#### Provided data ####
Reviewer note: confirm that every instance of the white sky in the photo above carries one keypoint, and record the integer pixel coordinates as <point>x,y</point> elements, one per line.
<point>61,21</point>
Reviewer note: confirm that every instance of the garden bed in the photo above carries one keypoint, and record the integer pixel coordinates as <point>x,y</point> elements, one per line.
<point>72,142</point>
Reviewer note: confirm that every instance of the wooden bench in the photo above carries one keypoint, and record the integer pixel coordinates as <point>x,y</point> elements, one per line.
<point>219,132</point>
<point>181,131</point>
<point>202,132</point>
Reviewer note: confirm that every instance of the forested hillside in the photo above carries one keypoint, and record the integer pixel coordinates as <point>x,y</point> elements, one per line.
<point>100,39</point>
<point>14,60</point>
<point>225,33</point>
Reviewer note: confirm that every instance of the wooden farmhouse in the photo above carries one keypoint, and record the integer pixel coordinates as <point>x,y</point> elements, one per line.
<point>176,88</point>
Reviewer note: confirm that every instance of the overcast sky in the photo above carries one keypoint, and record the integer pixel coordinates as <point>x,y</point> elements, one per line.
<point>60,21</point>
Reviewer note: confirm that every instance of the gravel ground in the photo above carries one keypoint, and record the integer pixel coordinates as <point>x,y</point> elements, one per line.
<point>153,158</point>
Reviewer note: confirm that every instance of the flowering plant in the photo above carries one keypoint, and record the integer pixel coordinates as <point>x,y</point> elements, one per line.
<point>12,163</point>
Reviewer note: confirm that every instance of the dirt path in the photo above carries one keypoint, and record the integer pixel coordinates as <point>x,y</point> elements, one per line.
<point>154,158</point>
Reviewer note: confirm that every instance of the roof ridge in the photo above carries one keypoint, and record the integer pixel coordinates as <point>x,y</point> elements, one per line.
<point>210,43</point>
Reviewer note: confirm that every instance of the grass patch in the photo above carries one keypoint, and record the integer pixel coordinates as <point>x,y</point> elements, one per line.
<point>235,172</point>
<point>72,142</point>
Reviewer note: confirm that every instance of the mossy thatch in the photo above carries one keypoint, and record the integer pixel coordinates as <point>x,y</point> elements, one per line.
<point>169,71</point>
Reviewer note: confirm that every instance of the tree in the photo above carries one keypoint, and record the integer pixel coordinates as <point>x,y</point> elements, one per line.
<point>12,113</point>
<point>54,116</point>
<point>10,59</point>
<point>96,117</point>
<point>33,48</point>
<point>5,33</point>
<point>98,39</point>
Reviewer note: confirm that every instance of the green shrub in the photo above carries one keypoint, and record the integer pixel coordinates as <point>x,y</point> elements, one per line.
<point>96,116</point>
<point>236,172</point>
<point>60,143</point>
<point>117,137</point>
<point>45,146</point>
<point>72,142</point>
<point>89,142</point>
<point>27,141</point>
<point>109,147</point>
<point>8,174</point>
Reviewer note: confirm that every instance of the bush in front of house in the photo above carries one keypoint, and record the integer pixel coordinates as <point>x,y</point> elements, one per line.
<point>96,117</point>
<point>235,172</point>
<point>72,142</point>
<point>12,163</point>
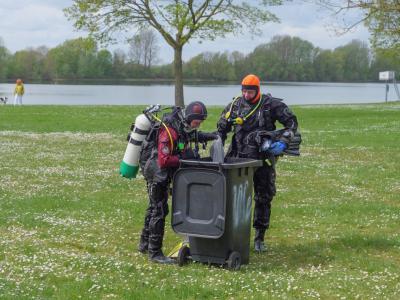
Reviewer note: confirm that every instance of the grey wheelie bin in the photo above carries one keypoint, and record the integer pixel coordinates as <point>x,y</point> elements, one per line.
<point>211,204</point>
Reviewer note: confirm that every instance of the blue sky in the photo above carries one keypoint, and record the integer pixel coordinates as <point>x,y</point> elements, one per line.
<point>33,23</point>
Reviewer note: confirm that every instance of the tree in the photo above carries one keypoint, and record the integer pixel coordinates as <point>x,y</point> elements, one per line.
<point>356,60</point>
<point>143,48</point>
<point>382,17</point>
<point>177,21</point>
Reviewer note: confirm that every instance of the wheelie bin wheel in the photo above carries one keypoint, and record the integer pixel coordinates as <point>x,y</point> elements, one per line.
<point>183,255</point>
<point>234,261</point>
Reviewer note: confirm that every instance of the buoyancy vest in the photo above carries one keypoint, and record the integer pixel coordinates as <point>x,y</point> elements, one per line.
<point>255,118</point>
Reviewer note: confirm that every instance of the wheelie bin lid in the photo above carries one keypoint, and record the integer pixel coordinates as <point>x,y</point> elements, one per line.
<point>229,163</point>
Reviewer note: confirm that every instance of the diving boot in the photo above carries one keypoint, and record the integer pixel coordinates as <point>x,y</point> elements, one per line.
<point>143,247</point>
<point>259,245</point>
<point>143,244</point>
<point>160,258</point>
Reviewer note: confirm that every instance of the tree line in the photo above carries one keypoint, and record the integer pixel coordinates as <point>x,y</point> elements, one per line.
<point>284,58</point>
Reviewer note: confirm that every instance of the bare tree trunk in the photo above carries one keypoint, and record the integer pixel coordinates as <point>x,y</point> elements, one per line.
<point>179,101</point>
####
→ **Directions**
Reproduce the listing verbatim, beginning with its first line and stopping after the line that contains "<point>202,132</point>".

→ **Correct output**
Reviewer note: confirm that every instance of the white sky in the photo above carries one keypoint, and record the integer pixel coordinates as <point>x,y</point> elements, one per line.
<point>61,21</point>
Reviewer note: confirm that every instance of the garden bed in the photo above carries one keypoint, and record the integer pixel coordinates as <point>x,y</point> elements, one per line.
<point>72,142</point>
Reviewer note: confirm that every instance of the wooden bench in the photo above carries one keypoint, and record the integer pixel coordinates as <point>x,y</point> elements, one per line.
<point>219,132</point>
<point>181,131</point>
<point>202,132</point>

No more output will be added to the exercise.